**Your instructions**
List all lines of the data containing the word "background".

Extracted records
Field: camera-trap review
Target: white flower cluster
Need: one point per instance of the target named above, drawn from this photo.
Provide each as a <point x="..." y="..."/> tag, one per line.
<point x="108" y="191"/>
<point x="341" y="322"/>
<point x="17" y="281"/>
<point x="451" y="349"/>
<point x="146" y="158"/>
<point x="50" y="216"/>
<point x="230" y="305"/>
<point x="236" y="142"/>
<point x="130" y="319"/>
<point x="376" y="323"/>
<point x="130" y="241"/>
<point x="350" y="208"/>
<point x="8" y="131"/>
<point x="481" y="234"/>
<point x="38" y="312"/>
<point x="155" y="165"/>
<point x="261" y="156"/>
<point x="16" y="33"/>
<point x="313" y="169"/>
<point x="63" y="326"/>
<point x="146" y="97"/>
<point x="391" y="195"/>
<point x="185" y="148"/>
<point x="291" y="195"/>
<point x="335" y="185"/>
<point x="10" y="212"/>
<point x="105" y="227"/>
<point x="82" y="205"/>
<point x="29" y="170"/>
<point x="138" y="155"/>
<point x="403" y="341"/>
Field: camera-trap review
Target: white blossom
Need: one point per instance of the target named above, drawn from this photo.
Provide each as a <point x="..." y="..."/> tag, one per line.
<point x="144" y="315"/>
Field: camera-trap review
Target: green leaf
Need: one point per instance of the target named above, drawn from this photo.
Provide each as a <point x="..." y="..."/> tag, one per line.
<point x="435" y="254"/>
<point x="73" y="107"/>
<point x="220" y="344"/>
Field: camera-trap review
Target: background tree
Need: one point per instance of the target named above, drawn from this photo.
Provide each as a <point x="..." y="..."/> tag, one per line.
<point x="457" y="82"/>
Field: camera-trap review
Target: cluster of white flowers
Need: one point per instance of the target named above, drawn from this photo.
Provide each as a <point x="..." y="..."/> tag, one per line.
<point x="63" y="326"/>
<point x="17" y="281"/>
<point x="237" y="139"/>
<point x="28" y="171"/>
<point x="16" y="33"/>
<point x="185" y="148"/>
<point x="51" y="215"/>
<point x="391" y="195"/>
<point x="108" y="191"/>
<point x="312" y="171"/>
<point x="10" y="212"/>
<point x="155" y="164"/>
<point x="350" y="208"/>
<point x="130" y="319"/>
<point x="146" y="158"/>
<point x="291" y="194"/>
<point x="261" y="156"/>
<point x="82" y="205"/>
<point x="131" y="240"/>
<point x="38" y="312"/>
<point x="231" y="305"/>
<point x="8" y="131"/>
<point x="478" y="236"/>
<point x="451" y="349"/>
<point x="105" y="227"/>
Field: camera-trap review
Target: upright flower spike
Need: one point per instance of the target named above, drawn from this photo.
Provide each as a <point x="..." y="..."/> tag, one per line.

==

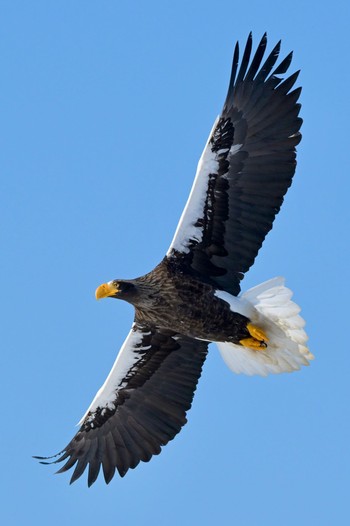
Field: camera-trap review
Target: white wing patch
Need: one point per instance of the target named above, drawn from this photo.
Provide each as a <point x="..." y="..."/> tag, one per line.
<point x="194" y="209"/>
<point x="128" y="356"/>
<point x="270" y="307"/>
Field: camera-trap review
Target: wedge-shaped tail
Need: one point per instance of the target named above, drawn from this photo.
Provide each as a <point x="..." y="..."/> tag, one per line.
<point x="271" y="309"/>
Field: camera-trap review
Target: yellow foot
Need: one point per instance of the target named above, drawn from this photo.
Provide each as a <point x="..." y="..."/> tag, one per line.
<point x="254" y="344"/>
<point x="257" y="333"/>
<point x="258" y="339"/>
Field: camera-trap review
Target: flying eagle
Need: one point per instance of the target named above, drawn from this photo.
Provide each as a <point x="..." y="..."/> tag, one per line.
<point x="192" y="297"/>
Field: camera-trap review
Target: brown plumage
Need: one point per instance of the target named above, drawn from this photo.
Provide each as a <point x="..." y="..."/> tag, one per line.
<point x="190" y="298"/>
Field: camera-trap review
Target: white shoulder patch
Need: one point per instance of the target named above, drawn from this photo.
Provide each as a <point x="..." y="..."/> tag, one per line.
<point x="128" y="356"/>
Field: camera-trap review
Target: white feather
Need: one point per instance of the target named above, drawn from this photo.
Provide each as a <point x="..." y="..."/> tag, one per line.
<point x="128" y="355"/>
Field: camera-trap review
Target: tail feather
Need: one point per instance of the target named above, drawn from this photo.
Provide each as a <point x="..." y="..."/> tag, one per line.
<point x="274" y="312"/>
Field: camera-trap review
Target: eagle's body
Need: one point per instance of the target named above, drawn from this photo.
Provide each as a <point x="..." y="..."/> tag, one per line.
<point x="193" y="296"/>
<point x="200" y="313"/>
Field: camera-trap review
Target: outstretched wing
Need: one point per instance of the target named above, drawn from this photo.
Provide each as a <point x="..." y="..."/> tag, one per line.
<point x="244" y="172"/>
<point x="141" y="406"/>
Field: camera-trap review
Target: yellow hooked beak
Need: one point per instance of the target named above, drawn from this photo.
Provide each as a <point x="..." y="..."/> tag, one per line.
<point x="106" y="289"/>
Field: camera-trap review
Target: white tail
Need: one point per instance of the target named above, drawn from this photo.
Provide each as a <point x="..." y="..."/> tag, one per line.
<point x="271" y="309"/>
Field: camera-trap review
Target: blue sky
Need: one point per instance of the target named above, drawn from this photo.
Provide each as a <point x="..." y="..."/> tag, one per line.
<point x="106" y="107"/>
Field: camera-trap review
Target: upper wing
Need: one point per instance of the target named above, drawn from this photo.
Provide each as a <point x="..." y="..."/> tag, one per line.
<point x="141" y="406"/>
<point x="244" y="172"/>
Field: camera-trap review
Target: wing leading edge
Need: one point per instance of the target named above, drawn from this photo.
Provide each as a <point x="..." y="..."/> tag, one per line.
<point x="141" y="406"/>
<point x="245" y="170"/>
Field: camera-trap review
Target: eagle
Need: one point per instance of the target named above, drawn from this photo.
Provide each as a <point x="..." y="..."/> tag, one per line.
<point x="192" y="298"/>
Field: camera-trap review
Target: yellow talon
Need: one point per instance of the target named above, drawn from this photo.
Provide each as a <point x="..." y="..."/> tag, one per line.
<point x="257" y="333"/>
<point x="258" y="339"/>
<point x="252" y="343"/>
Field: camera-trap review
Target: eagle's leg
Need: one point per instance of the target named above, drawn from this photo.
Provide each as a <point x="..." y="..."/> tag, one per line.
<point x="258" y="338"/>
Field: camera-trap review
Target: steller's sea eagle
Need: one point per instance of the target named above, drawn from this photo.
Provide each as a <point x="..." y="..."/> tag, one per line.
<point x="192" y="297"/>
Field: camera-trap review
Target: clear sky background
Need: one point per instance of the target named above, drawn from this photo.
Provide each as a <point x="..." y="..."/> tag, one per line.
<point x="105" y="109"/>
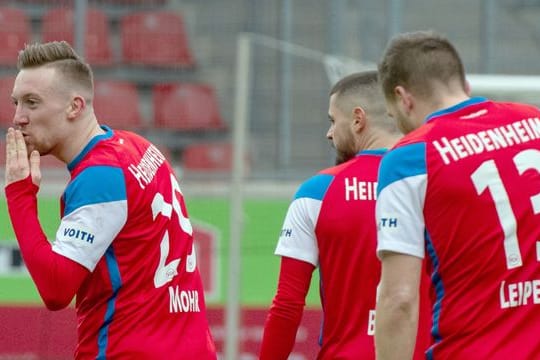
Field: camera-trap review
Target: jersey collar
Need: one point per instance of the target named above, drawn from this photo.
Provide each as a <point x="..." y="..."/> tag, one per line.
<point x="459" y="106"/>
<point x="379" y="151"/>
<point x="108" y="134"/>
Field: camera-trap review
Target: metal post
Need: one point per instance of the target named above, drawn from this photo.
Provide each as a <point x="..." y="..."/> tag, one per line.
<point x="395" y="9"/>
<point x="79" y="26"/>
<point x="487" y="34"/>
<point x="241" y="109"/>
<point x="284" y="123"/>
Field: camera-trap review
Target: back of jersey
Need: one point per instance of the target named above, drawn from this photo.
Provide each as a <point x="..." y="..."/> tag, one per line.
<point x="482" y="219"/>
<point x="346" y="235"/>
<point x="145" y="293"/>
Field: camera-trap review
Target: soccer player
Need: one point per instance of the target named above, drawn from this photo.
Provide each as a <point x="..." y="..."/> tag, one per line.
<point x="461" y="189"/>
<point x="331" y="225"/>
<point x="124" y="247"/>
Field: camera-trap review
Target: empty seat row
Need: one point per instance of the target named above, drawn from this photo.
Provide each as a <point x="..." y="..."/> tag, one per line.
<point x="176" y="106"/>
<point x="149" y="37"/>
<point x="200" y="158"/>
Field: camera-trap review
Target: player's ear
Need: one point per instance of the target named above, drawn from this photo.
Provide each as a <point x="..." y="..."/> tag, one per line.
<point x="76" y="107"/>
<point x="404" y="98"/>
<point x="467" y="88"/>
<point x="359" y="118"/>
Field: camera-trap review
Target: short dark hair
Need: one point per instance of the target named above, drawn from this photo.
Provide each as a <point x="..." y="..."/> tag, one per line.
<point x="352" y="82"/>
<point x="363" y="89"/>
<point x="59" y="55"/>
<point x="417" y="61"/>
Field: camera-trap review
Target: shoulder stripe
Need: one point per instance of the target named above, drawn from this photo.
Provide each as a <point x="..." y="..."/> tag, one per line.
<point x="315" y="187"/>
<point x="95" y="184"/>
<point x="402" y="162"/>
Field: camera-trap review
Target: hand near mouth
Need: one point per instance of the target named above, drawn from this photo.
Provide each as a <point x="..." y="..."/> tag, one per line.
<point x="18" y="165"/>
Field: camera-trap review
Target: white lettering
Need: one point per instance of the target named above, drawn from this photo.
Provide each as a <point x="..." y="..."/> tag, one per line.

**Result**
Target: background tree
Target: clear sky background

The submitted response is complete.